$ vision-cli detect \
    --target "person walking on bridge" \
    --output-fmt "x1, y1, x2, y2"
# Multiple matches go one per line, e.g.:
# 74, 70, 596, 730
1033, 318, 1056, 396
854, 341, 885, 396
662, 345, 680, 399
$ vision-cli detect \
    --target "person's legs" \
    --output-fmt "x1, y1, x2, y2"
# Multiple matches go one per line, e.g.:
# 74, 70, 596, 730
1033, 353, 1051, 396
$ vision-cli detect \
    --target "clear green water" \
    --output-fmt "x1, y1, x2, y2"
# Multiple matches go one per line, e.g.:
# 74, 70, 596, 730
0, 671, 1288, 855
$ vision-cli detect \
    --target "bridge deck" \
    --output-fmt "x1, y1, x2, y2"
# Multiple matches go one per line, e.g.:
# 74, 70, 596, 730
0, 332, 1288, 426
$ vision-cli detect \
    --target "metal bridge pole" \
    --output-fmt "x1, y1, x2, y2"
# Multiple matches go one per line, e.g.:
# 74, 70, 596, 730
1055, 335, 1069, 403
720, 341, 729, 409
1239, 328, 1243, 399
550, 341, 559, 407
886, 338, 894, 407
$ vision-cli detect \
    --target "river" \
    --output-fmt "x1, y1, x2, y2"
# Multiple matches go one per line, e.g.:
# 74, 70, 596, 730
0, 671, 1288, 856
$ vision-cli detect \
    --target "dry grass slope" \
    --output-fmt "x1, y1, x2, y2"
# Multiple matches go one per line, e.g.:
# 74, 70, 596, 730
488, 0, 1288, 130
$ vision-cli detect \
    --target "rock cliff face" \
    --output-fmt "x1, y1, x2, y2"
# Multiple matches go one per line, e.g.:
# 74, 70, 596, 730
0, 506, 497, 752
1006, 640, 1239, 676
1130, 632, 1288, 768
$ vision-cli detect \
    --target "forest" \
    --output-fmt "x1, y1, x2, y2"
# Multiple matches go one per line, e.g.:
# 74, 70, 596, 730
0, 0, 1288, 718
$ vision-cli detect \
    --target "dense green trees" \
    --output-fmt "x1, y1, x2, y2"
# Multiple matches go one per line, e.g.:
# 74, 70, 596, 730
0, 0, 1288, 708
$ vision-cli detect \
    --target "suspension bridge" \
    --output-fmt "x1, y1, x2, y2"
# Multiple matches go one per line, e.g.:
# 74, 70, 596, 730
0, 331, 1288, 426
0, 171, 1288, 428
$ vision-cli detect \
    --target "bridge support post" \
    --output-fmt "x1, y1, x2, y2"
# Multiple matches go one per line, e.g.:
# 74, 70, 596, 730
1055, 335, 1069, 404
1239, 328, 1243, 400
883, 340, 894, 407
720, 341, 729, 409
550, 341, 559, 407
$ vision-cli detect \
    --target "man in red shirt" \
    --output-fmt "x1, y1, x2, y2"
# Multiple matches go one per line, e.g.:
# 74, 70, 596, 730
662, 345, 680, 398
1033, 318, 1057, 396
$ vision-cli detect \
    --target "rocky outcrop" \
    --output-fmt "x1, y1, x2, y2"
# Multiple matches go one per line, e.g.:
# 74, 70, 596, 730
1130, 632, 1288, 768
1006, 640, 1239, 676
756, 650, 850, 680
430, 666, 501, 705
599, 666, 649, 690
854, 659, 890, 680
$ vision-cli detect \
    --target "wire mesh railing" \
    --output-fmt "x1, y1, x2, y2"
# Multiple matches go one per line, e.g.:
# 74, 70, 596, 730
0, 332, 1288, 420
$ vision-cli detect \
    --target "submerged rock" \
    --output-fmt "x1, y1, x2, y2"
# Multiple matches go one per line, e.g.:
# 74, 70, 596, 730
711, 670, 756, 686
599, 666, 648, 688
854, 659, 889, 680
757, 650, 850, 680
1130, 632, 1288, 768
^^^^^^^^
Directive ▸ Filter the rows above down to the lines that contain the word "green", and copy each of those lines.

Completed exercise ▸
    --target "clear green water" \
    --target "dense green trees" \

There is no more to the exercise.